>> start Data shown
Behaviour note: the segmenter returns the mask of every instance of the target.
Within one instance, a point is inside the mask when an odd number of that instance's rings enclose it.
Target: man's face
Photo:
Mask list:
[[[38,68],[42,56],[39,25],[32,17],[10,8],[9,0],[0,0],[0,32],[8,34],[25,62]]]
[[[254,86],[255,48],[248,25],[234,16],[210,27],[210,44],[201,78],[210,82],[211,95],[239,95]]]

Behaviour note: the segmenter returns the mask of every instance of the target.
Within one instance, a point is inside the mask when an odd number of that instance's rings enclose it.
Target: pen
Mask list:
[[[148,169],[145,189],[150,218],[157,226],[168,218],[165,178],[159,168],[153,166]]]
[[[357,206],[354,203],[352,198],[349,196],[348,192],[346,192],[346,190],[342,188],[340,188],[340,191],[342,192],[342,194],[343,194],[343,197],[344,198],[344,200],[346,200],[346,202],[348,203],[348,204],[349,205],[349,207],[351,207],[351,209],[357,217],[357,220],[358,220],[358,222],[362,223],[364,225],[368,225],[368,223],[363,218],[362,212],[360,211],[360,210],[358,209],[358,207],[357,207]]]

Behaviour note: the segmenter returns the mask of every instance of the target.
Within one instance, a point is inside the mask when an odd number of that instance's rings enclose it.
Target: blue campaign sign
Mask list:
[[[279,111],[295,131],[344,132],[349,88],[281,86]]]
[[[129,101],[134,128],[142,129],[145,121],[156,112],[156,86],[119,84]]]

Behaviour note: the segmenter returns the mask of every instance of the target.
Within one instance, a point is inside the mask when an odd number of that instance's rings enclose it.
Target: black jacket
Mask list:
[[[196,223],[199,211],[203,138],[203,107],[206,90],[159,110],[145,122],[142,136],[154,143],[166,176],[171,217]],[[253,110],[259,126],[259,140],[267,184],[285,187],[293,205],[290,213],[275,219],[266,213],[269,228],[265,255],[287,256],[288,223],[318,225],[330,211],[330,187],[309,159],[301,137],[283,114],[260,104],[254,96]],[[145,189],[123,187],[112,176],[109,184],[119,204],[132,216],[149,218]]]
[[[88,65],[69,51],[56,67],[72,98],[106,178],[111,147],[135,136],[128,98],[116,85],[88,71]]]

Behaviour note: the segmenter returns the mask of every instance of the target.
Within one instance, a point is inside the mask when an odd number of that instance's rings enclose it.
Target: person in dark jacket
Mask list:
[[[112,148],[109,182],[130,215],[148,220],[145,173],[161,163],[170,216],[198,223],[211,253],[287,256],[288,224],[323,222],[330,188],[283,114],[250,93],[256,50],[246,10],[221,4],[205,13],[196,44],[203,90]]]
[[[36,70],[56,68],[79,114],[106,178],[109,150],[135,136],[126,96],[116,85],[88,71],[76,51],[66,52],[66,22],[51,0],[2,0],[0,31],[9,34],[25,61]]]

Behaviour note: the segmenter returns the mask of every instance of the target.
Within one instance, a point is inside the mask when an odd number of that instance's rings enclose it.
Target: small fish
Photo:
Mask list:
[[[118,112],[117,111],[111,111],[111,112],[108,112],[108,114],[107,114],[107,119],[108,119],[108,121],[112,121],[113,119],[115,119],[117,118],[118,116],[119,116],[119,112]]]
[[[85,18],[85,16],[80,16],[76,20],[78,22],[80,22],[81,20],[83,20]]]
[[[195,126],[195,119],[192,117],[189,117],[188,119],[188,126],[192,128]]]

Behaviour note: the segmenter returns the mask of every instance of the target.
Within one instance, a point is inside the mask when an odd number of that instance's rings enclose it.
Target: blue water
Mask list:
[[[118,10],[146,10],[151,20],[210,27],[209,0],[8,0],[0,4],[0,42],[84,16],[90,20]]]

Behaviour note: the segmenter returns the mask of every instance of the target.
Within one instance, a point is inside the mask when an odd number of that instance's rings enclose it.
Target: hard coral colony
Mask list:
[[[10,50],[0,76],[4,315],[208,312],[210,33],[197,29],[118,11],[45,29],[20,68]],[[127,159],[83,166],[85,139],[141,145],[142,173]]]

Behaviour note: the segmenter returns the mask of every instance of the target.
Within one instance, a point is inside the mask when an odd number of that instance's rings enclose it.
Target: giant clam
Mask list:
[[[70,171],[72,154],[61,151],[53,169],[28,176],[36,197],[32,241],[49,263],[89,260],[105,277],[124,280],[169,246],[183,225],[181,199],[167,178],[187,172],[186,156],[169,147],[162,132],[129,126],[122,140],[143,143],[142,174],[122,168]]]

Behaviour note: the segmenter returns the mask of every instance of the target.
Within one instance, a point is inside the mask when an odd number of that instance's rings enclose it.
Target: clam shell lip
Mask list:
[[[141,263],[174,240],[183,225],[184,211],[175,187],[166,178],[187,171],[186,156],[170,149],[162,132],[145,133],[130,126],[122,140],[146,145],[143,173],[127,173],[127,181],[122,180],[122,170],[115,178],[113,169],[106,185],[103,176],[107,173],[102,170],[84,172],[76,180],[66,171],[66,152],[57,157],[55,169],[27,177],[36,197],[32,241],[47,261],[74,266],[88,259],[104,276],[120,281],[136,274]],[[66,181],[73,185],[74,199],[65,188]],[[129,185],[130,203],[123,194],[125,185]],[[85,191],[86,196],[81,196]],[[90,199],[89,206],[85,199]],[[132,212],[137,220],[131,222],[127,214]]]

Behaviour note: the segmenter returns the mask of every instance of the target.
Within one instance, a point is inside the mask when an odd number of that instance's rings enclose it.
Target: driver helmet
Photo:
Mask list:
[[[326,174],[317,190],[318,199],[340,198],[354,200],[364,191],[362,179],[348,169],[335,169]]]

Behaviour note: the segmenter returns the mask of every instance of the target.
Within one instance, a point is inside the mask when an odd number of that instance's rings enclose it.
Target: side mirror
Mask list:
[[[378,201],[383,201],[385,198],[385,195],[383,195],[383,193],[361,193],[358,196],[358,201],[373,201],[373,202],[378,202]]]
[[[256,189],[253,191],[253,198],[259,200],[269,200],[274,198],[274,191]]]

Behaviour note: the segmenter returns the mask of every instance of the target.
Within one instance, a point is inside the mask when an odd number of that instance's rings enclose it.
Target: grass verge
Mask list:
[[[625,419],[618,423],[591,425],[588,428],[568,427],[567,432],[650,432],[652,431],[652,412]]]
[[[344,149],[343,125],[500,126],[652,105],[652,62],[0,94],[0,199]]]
>> end Data shown
Stated problem
Count the lines of the material above that contain the string "jacket" and give only that number.

Written response
2